**SHORT EXERCISE**. Repeat every line of the records below, requests included, and add -28 to each bounding box coordinate in the answers. Leave the pictures out.

─── DATA

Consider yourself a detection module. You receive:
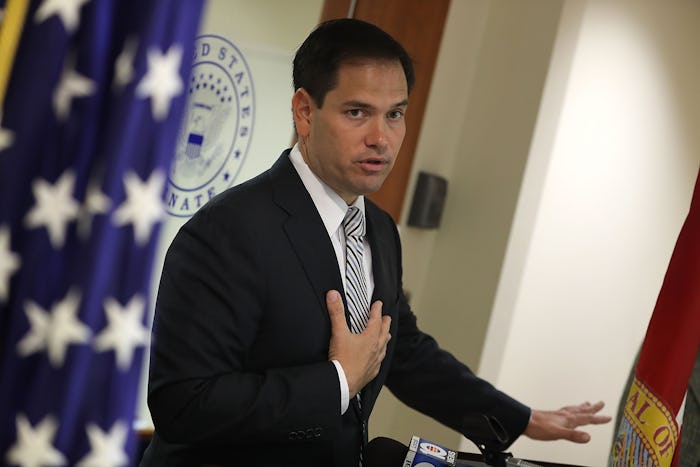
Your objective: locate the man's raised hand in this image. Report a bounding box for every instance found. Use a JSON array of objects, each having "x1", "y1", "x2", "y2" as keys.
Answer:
[{"x1": 326, "y1": 290, "x2": 391, "y2": 398}]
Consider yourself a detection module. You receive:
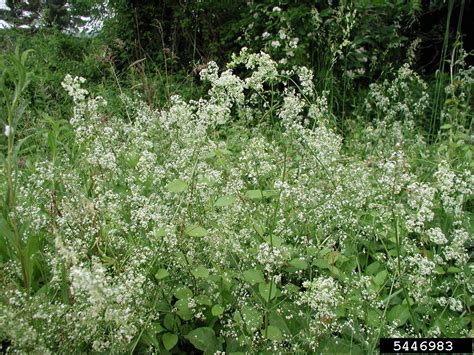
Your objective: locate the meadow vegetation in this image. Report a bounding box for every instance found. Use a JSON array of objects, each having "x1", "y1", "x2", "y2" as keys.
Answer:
[{"x1": 0, "y1": 0, "x2": 474, "y2": 354}]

──────

**EXERCISE SOLUTION**.
Consider yourself a detection module. You receive:
Your objective: locate the man's raised hand in this image. Report a bounding box for every instance found. Use a JSON array of objects, each having "x1", "y1", "x2", "y2" as keys.
Answer:
[{"x1": 298, "y1": 262, "x2": 363, "y2": 370}]
Consider yourself a detection module. You receive:
Your objective: locate the meadow vegetation in this image. Report a bounding box for every instance found. Use a JSON array of objects, each having "x1", "y1", "x2", "y2" as keys.
Answer:
[{"x1": -28, "y1": -28, "x2": 446, "y2": 326}]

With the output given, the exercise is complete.